→ **What to work on**
Omit all pictures. Reproduce exactly the lines from the first line of the records below through the line with "green plant in this photo.".

-- Extracted data follows --

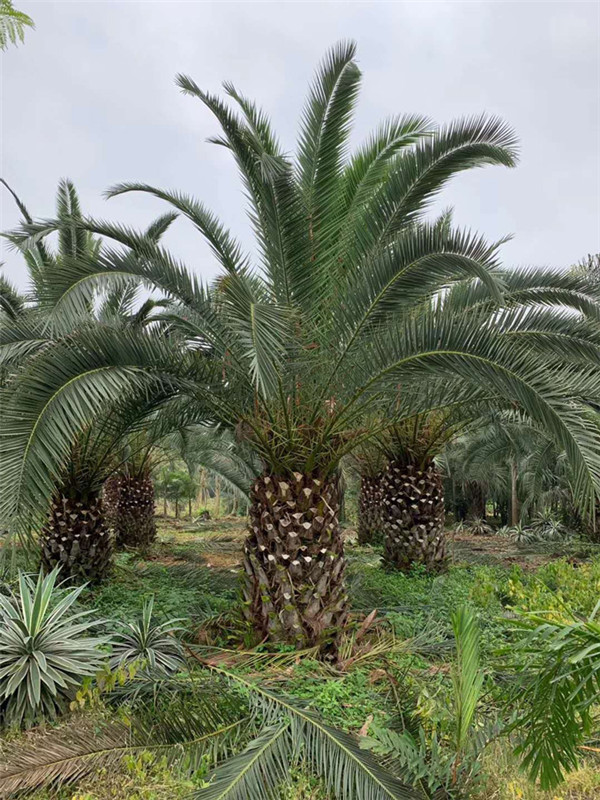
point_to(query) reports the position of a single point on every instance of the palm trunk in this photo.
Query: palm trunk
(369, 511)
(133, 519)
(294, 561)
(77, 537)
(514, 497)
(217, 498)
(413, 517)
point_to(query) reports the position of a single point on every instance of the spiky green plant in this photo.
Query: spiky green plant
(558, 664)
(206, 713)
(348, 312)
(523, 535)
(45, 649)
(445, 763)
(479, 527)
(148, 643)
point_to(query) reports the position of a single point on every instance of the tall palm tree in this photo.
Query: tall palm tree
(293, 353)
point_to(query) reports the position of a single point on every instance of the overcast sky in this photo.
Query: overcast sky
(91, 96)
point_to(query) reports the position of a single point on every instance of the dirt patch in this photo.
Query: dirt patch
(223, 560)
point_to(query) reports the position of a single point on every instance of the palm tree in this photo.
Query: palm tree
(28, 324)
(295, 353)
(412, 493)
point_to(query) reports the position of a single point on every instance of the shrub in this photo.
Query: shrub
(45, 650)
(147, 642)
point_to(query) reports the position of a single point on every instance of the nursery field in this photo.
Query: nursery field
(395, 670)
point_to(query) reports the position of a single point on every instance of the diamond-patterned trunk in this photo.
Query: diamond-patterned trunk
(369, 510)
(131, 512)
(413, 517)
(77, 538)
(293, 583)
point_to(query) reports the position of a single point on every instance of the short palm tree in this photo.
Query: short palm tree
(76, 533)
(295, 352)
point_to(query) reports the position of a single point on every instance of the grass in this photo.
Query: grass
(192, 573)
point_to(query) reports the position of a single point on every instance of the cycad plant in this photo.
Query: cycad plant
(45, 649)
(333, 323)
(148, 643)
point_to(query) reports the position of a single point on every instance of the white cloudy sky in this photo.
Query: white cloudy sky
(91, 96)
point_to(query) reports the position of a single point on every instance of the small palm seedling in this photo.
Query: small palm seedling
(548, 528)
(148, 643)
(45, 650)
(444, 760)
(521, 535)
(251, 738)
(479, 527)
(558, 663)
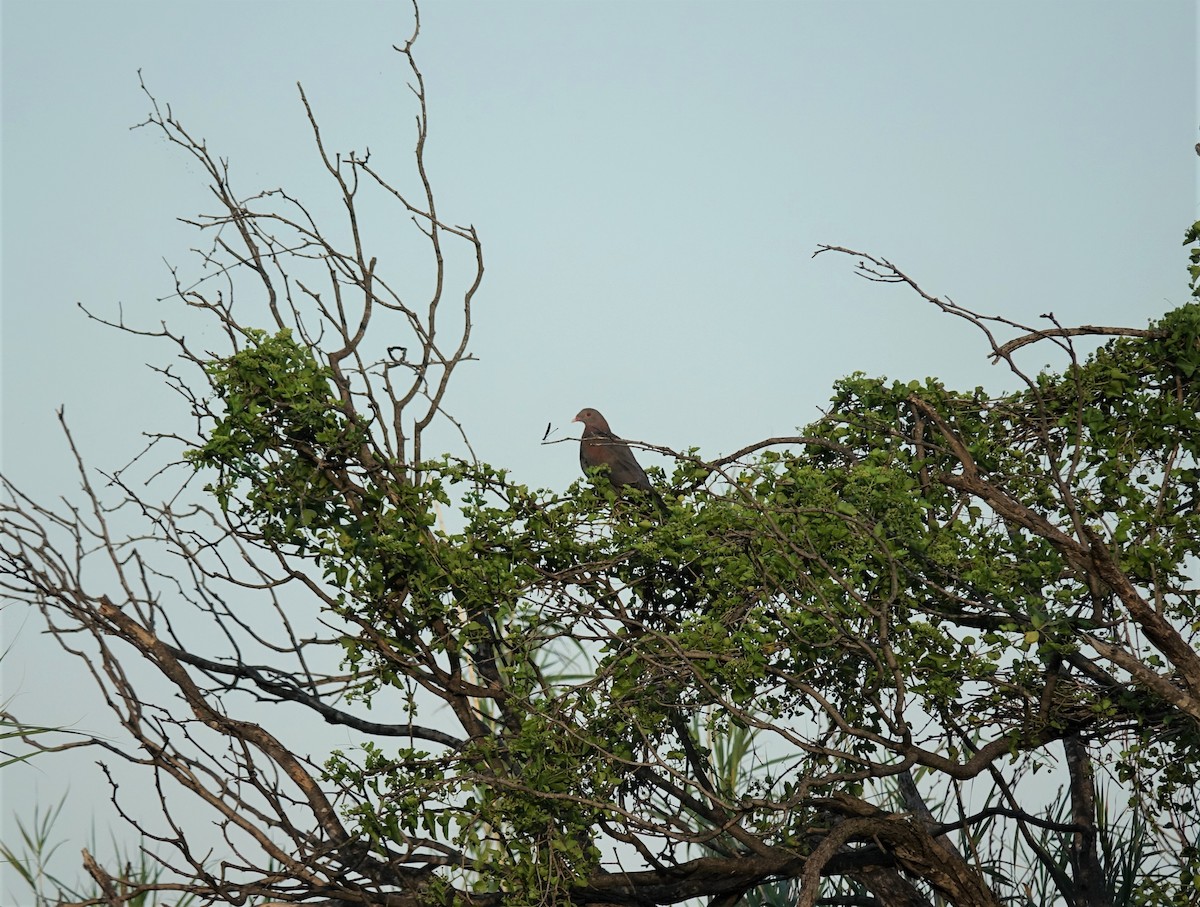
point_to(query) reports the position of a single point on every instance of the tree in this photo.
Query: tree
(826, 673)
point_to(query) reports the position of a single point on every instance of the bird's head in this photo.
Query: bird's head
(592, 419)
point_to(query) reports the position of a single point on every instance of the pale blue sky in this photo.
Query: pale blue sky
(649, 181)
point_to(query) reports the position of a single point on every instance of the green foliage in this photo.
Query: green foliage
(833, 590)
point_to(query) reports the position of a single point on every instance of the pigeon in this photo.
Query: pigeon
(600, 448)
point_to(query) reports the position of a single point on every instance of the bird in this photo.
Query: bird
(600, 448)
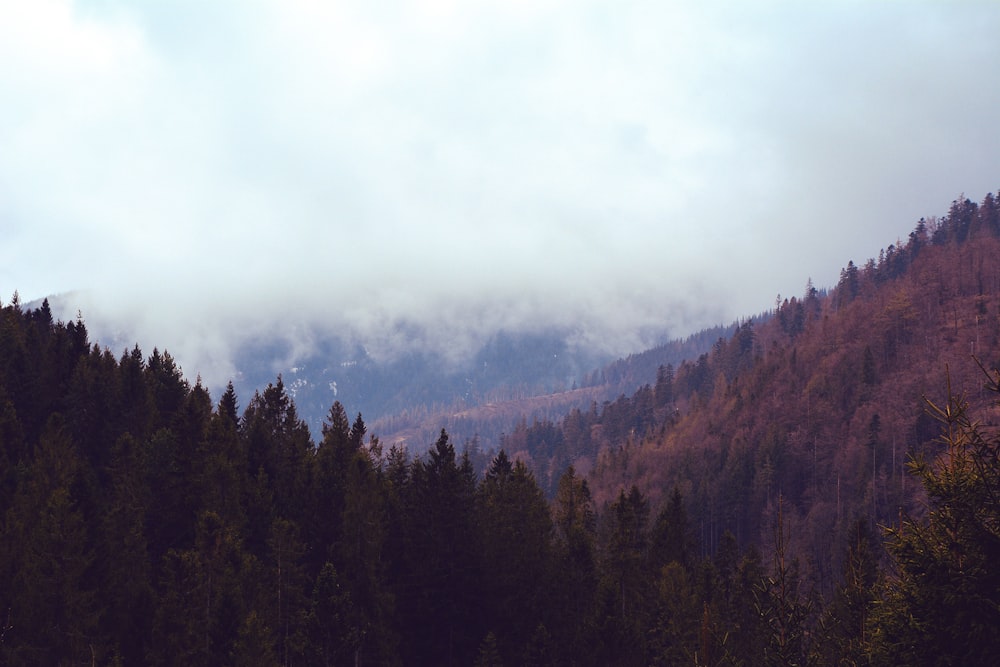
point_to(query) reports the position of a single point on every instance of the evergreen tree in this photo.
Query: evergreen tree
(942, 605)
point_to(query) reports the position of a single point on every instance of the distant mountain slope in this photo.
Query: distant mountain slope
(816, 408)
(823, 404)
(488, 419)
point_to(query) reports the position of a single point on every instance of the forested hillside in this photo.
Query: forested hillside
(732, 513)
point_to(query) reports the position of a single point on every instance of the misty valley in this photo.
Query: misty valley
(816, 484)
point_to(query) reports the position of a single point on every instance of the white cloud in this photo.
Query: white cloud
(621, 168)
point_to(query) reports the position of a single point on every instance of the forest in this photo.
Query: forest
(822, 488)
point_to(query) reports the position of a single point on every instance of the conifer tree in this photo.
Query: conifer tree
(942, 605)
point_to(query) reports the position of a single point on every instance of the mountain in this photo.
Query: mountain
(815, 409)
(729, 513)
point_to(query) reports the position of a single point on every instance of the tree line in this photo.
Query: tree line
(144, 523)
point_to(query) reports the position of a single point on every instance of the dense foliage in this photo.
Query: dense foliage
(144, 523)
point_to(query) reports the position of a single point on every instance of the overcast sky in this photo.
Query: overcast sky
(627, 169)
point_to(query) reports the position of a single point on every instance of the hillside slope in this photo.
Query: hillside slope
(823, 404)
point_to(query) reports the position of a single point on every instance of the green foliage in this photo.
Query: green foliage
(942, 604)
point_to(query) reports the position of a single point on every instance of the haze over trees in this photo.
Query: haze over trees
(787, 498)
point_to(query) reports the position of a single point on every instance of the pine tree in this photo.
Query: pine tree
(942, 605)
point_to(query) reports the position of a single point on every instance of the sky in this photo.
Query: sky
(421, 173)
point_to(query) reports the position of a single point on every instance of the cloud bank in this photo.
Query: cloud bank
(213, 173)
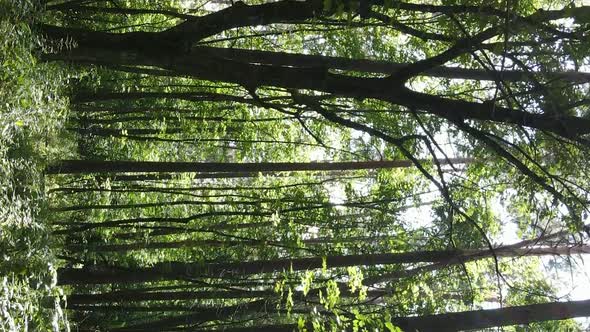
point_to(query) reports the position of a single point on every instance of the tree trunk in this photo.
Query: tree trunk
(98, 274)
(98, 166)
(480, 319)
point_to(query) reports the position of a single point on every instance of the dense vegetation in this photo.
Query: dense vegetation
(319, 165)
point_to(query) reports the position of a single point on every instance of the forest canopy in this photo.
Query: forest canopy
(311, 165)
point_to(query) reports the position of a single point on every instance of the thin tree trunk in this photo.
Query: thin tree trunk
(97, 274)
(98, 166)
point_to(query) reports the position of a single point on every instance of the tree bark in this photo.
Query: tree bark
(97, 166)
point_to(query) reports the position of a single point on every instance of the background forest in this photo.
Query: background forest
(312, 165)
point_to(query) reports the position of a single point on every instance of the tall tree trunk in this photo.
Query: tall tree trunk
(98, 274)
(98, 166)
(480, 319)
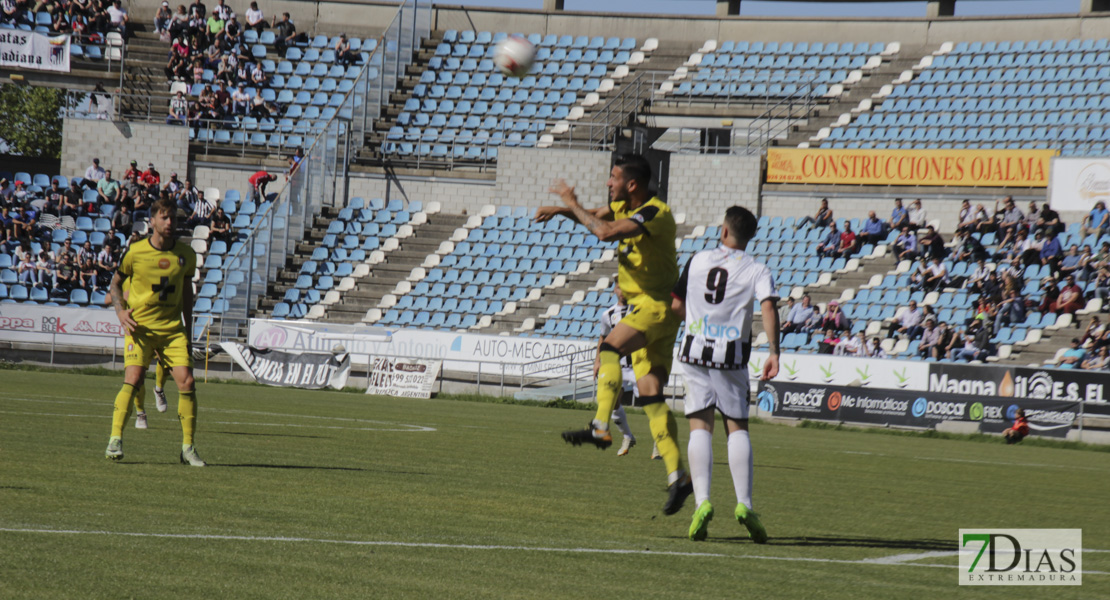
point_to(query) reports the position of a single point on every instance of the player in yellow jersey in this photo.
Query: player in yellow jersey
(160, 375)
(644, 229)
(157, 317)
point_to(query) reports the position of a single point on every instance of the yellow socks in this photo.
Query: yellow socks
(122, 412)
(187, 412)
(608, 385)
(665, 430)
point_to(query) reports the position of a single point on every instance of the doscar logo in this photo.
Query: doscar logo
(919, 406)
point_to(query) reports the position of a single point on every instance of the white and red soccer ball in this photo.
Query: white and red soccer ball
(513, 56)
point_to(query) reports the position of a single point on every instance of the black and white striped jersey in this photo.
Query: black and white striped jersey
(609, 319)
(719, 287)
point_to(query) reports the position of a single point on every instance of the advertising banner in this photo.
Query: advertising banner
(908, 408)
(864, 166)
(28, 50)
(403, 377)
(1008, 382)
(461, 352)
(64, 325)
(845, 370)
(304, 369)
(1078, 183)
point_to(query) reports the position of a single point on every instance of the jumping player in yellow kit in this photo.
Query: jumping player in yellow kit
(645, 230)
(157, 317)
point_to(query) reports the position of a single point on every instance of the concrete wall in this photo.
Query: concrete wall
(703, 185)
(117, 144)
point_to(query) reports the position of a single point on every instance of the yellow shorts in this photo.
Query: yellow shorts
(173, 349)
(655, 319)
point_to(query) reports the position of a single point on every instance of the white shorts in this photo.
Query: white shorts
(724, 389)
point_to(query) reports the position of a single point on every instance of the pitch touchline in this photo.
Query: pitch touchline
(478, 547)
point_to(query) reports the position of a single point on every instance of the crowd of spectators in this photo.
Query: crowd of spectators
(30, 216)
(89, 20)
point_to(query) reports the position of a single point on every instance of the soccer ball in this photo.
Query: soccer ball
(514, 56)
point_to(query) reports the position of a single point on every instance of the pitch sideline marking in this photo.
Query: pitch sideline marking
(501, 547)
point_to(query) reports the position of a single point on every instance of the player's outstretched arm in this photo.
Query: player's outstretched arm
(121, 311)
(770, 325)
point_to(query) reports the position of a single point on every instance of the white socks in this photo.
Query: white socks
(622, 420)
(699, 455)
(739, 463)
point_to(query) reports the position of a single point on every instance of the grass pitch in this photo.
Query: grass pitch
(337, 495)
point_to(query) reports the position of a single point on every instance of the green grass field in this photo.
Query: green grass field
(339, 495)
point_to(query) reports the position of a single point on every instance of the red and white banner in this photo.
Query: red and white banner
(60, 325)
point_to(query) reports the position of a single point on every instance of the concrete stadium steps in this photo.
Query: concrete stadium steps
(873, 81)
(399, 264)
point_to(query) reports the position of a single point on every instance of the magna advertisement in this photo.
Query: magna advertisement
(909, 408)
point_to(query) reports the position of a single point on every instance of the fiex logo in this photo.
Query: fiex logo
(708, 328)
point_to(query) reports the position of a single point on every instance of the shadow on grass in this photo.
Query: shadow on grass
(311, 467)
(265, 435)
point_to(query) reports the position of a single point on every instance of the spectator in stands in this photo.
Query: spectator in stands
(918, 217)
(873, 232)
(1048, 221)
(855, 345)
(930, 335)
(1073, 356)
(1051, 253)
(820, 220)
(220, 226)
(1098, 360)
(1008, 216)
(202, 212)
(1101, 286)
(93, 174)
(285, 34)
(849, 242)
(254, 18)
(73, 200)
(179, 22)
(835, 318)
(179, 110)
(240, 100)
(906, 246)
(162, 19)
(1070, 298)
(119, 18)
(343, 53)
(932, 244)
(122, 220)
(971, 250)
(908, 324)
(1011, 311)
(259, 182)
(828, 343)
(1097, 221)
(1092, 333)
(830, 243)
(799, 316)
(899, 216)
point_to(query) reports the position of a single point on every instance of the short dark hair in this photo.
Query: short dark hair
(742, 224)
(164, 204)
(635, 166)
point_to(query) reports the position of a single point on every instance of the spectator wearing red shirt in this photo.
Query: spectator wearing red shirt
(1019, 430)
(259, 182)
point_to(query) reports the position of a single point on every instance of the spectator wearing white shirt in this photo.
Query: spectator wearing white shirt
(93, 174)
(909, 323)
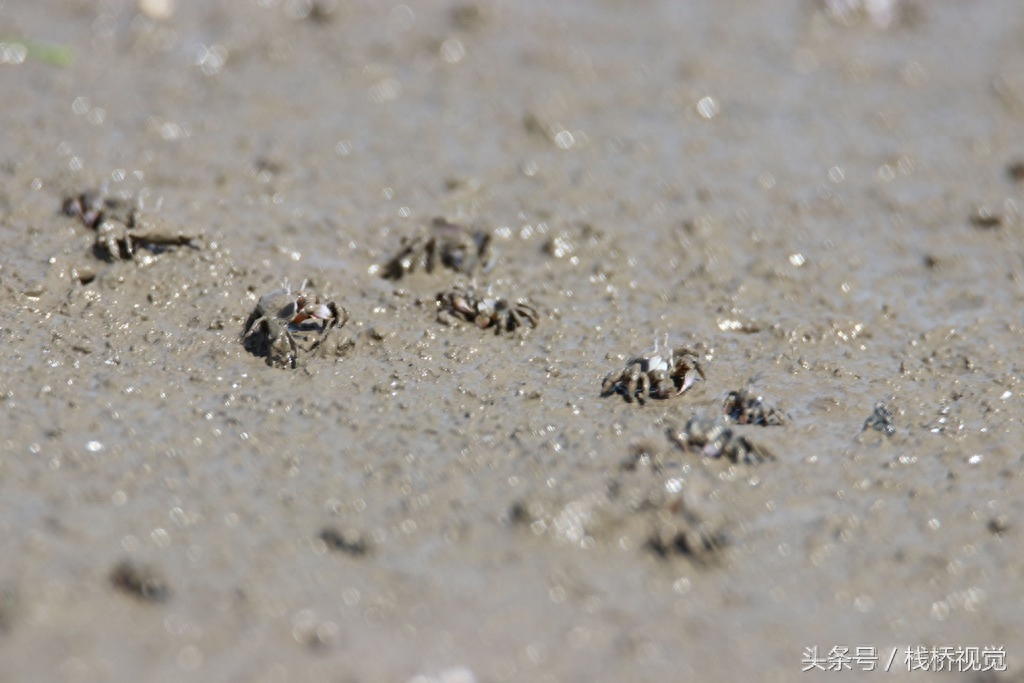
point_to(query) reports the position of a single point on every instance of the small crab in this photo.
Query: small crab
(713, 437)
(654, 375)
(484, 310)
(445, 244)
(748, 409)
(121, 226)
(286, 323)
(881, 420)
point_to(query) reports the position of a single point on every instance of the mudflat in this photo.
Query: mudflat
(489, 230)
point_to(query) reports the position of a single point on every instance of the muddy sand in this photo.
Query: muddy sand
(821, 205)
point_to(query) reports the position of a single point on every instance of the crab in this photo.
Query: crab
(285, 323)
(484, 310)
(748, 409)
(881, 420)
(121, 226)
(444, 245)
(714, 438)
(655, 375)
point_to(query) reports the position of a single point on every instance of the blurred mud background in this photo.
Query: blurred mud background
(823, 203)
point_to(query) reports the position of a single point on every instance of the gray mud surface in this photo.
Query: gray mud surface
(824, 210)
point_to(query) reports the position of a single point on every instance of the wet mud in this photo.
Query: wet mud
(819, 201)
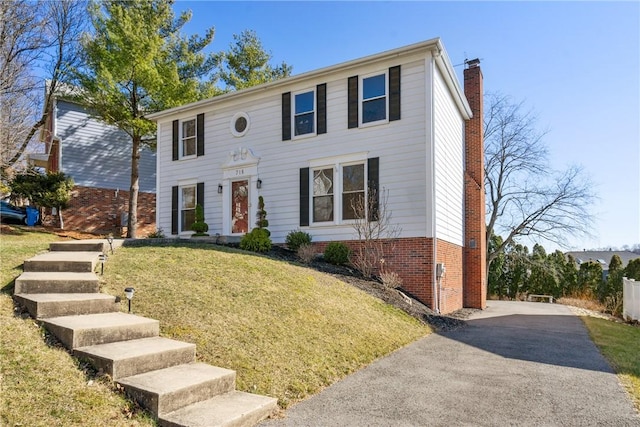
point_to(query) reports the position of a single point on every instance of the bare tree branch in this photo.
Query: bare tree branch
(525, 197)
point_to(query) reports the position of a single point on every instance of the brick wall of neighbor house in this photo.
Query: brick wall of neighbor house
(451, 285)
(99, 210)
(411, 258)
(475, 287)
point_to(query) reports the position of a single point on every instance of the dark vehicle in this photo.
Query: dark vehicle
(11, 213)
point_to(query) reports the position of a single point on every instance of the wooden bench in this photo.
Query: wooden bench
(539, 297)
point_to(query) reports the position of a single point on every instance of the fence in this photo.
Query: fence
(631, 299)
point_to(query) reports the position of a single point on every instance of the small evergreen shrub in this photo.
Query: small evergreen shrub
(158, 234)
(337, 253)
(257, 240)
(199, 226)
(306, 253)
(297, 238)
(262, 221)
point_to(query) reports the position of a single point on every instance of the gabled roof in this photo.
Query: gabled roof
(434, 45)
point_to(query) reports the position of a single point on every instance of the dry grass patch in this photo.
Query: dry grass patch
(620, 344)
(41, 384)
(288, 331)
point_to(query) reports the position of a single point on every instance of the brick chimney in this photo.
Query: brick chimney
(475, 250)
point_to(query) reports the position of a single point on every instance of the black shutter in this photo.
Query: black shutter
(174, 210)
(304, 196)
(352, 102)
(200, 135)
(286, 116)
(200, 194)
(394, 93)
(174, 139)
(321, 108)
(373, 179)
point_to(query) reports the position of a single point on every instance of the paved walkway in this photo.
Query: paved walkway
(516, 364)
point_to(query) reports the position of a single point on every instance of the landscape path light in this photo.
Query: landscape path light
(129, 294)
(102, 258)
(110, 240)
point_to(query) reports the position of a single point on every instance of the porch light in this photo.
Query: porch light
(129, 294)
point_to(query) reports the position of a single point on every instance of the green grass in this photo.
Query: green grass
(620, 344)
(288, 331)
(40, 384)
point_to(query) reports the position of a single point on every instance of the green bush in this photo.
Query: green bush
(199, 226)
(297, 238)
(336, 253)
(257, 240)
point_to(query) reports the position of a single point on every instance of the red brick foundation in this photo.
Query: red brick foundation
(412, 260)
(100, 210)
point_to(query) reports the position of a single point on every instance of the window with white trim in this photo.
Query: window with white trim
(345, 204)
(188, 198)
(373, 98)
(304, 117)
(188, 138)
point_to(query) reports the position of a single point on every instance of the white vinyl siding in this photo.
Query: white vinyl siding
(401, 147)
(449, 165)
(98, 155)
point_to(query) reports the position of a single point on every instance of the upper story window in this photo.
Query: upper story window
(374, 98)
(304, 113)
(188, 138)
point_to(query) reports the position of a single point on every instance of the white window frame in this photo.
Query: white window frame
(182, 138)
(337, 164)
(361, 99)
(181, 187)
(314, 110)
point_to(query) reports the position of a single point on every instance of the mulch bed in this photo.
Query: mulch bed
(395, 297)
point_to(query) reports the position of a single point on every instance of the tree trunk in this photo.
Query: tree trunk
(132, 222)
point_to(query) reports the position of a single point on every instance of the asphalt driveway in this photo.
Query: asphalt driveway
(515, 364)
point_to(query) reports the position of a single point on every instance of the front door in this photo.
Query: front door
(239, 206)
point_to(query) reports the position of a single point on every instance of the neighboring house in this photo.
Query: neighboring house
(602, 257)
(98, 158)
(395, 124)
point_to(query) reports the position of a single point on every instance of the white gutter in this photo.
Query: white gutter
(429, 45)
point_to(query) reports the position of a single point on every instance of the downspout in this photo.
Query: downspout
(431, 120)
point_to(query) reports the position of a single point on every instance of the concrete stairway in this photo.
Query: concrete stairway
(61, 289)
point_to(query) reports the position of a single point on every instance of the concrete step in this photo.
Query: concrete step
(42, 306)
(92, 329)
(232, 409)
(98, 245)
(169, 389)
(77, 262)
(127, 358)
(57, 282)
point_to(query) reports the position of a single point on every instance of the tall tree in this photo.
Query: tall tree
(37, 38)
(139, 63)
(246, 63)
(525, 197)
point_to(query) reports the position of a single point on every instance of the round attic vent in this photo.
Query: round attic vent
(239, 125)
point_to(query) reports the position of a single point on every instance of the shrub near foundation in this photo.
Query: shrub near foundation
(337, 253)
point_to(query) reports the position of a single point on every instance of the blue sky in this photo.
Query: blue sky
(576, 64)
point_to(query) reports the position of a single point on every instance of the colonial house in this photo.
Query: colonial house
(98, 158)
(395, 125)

-- Extracted data concluded --

→ **Expected output**
point_to(query) reports the position of a single point on every instance of the palm trunk in this photo.
Query: palm trunk
(369, 511)
(133, 519)
(294, 561)
(77, 537)
(514, 497)
(217, 498)
(413, 517)
point_to(query) reports the position of a single point on every instance of the spiky green plant in this photo.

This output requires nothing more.